What is being asked:
In the listing below, find the line with "Each instance of the white vent" and copy every line from there up to and including the line with "Each instance of the plowed", exactly and without pictures.
*** Opening of Exercise data ***
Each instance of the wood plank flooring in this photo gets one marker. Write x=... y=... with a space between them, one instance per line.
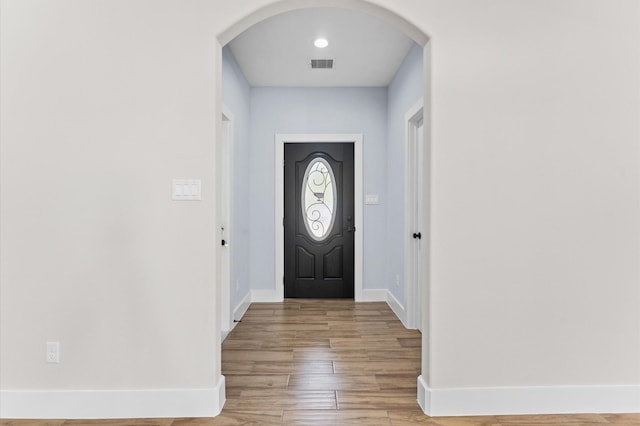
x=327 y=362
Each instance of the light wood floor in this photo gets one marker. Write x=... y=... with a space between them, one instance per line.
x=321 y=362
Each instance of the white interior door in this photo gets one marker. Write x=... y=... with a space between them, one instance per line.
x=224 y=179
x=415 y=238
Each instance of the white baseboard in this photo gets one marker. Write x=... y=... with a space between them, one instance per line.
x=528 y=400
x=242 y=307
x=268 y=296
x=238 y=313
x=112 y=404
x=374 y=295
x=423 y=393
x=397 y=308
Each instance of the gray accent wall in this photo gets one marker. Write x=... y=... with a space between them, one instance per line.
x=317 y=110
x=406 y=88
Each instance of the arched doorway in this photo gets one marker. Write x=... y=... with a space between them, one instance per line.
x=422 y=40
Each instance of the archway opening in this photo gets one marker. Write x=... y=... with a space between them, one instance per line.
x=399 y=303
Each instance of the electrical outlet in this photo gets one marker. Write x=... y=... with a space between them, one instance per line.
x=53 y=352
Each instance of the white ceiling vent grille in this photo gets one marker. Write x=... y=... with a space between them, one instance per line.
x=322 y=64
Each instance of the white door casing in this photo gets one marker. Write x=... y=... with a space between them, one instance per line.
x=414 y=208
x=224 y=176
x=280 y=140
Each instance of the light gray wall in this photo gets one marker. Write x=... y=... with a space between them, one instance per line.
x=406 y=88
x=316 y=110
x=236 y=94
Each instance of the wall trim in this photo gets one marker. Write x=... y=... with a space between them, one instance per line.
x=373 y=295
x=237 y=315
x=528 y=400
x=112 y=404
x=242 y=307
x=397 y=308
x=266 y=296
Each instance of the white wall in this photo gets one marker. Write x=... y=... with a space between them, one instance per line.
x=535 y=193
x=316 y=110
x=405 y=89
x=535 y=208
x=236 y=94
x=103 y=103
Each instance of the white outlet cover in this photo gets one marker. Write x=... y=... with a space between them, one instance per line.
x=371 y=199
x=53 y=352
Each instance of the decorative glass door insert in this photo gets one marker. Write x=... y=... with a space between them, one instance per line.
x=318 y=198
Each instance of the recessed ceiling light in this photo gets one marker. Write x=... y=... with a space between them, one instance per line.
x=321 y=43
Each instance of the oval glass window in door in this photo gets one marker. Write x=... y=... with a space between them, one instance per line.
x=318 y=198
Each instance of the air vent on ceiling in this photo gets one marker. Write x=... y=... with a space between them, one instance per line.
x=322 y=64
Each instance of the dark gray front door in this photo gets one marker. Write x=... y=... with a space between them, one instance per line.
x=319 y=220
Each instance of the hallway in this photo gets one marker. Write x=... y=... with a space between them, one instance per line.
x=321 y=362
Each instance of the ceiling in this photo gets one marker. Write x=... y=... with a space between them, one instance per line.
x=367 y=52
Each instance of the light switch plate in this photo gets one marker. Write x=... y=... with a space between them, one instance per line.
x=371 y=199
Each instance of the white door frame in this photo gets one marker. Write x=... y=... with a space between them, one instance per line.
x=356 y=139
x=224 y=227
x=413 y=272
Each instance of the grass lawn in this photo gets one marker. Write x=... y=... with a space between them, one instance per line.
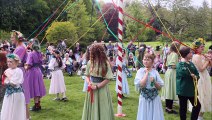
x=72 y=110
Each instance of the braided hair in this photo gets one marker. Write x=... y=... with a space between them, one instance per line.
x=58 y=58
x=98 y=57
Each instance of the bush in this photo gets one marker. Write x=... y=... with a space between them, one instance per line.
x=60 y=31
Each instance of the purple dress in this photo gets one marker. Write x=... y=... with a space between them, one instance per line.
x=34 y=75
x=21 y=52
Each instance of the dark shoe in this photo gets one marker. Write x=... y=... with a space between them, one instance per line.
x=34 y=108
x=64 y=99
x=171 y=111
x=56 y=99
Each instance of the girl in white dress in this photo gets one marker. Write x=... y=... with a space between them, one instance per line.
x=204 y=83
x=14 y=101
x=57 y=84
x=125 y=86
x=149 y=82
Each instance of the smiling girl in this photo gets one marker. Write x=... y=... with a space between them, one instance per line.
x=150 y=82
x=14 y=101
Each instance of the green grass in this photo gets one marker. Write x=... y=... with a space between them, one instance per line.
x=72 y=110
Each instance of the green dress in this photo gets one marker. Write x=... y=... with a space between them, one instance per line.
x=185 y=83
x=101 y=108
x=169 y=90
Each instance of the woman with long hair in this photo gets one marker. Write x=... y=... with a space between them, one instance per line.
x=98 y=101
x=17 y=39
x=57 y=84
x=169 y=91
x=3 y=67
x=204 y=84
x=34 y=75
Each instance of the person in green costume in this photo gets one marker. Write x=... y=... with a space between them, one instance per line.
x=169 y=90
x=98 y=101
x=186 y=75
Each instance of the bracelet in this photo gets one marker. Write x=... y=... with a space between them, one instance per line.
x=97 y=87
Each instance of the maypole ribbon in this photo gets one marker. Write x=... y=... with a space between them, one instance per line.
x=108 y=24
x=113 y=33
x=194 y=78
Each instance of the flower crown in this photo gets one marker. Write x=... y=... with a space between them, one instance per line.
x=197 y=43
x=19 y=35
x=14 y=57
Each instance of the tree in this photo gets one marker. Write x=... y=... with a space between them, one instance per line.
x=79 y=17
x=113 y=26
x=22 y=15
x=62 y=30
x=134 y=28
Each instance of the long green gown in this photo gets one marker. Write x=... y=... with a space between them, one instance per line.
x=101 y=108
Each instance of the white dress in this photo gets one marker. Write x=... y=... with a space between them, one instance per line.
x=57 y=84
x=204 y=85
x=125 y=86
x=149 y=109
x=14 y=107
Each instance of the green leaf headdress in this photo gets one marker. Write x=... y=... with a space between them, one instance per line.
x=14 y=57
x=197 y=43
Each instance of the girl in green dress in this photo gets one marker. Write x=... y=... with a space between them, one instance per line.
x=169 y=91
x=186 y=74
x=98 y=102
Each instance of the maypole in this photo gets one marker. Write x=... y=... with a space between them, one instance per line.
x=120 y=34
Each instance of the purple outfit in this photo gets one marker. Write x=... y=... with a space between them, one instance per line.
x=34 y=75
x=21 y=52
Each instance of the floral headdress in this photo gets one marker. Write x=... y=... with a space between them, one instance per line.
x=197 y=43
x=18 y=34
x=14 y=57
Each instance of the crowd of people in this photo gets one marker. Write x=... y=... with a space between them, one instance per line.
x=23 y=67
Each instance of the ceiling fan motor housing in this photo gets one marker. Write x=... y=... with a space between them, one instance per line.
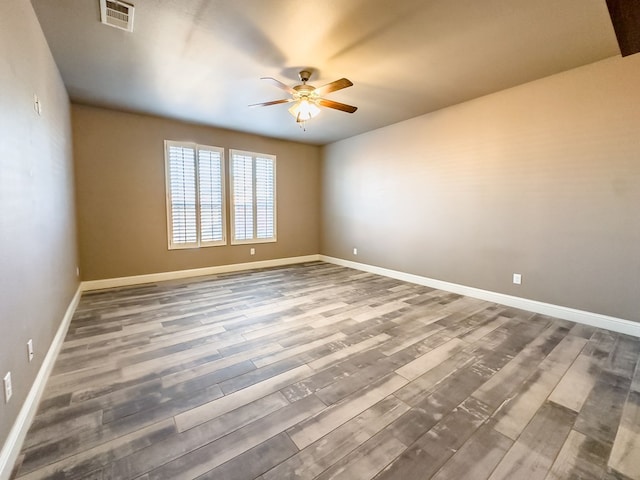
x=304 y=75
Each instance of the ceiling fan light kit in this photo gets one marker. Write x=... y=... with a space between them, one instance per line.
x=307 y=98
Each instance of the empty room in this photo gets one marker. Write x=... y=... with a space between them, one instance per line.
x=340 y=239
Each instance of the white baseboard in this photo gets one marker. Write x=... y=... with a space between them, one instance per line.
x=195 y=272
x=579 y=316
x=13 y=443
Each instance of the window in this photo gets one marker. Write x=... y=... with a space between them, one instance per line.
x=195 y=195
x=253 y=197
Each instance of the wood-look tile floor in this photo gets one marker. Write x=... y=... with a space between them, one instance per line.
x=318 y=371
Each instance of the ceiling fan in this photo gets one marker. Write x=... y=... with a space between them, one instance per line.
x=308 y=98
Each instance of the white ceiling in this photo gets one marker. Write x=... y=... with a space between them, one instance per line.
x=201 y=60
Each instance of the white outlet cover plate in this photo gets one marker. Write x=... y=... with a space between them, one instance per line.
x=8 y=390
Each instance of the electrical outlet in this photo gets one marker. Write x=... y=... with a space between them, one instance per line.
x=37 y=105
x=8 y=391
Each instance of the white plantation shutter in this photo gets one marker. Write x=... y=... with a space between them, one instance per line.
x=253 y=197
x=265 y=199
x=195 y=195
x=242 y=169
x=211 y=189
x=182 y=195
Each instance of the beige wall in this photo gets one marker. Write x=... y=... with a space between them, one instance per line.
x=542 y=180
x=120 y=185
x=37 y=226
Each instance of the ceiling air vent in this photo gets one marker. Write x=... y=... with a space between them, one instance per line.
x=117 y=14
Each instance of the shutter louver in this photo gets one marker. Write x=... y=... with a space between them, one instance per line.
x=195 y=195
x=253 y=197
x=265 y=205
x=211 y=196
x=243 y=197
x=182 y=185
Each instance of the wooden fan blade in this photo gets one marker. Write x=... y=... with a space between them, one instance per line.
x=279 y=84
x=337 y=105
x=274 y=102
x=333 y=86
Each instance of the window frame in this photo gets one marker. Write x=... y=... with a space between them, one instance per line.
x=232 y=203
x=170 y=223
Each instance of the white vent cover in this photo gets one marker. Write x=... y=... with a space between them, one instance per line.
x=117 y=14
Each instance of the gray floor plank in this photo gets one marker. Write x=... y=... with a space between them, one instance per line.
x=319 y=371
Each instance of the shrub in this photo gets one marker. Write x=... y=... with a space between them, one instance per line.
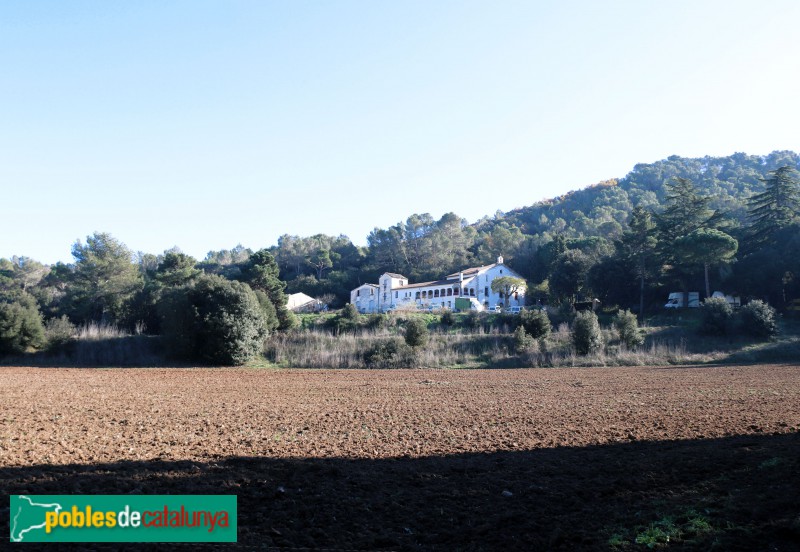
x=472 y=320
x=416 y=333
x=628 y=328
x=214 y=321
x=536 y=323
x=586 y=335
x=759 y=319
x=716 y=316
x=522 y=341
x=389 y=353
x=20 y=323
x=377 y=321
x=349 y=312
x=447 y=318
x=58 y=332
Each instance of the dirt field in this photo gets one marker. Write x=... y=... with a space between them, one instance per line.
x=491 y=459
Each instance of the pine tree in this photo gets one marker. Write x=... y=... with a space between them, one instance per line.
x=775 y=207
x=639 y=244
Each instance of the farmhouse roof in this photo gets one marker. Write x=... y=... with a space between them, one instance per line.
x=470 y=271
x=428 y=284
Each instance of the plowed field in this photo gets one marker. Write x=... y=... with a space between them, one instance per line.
*** Close of Exercise data ***
*** Opening of Exercise data ***
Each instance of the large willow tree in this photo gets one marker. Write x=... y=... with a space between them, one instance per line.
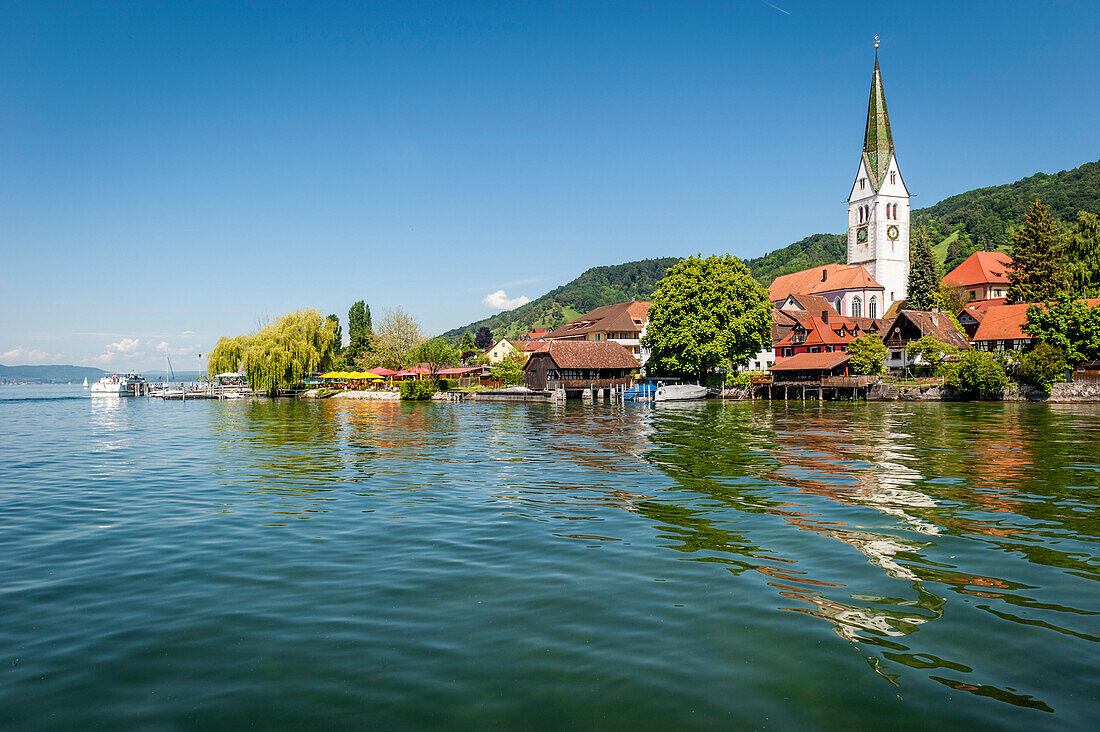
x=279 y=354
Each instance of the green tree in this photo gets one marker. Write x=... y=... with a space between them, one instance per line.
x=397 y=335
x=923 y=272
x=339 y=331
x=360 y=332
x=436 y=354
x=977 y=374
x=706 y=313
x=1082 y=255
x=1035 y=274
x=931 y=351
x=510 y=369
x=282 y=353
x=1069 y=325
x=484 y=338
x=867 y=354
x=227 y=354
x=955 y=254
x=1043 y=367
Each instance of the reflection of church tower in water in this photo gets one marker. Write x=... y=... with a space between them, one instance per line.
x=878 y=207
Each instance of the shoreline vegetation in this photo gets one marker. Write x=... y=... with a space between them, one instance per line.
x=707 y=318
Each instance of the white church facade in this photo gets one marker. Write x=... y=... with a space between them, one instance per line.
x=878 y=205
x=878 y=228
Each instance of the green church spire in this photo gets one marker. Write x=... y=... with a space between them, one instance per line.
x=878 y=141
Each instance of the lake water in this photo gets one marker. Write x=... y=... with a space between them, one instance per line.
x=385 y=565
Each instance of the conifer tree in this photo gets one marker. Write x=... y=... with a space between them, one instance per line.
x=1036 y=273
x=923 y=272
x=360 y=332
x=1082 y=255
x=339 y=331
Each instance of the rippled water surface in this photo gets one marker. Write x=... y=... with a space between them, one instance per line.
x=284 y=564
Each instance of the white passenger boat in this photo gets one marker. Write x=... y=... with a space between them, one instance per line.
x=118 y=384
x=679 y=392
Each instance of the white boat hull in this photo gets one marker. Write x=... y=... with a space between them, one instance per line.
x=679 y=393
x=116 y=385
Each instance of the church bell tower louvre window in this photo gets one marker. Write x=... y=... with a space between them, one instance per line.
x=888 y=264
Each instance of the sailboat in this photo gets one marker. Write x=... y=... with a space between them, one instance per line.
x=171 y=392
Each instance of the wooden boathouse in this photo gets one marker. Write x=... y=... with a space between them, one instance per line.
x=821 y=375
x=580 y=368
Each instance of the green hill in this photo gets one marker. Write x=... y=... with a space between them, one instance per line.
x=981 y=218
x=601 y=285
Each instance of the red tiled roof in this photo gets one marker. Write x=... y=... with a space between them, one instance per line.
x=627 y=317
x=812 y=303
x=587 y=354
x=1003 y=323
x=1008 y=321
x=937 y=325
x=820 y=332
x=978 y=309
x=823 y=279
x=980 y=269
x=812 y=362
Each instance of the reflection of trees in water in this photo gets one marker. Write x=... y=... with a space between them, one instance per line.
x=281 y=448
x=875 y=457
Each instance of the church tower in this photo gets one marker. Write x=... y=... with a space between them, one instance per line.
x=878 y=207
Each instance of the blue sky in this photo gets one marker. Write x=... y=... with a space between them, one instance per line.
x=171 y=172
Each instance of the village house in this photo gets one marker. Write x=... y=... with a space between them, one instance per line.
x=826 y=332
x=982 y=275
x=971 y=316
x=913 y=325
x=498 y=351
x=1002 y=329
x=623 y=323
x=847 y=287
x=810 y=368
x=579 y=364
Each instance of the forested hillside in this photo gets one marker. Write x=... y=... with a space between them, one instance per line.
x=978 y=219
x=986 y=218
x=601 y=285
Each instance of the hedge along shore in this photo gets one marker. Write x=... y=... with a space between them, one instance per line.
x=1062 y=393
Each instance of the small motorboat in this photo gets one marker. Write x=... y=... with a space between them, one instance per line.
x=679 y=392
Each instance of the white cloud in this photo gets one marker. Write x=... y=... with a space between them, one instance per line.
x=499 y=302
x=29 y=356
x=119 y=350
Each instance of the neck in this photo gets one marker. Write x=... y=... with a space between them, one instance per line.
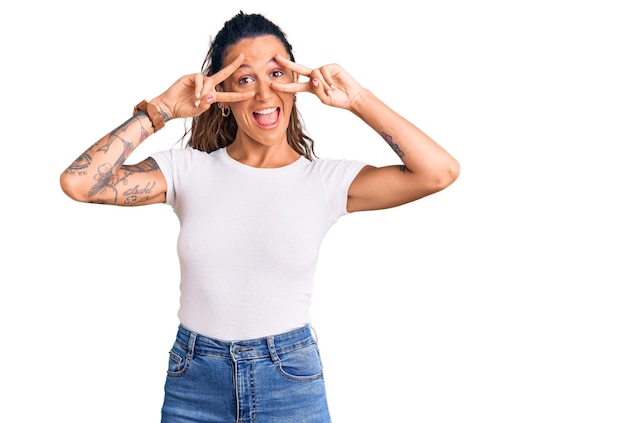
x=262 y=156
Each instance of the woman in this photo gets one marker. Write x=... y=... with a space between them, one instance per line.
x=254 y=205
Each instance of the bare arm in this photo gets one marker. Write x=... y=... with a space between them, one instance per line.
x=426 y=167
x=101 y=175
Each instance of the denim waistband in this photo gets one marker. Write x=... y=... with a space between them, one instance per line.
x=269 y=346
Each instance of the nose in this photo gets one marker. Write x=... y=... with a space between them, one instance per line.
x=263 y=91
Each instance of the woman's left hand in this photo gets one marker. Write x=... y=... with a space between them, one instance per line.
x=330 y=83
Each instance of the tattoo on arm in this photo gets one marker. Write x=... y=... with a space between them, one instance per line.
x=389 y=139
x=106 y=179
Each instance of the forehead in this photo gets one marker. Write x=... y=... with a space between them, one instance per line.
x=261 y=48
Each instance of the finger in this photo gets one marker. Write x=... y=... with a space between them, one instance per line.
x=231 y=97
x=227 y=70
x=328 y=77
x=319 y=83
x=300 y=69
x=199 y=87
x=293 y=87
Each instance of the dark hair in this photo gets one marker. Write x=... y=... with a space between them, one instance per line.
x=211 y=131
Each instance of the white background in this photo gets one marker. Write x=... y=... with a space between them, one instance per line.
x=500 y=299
*** Close of Exercise data ***
Task output:
Each instance of the white vent cover in this photo gets one marker. Write x=... y=... with a space between them, one instance per line.
x=117 y=14
Each instance of the gray floor plank in this photo gets one marker. Write x=... y=... with a space between them, one instance per line.
x=319 y=371
Each instance of the shrub in this photo gets one marker. Write x=... y=... with a space between them, one instance per line.
x=472 y=320
x=416 y=333
x=628 y=328
x=214 y=321
x=536 y=323
x=586 y=335
x=759 y=319
x=716 y=316
x=522 y=341
x=389 y=353
x=20 y=323
x=377 y=321
x=349 y=312
x=447 y=318
x=58 y=332
Each instance of the dirt field in this photo gets one marker. Write x=... y=... with a space between them, one instance per line.
x=491 y=459
Each instance of the pine tree in this photo gets one marker. Write x=... y=... with a space between them, one instance per line.
x=775 y=207
x=639 y=244
Each instance of the farmhouse roof in this photo gets one marker. Write x=... y=... with a space between them, one instance per line.
x=470 y=271
x=428 y=284
Each instance of the plowed field in this photo gets one marker. Write x=... y=... with a space between them, one instance per line.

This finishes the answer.